**PROBLEM DETAILS:** Could you give the listing below again, substituting "front passenger door" for "rear passenger door" and leaving everything else unchanged?

**RECORD LIST:**
=-=-=

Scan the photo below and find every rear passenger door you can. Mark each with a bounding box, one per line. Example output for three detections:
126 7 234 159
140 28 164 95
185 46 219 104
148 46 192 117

=-=-=

**RESULT FOR THIS TASK:**
Scan the photo below and find every front passenger door you can. Mark each with a bounding box, one per line. Example output for three detections:
126 7 234 159
140 28 164 95
185 46 219 104
148 46 192 117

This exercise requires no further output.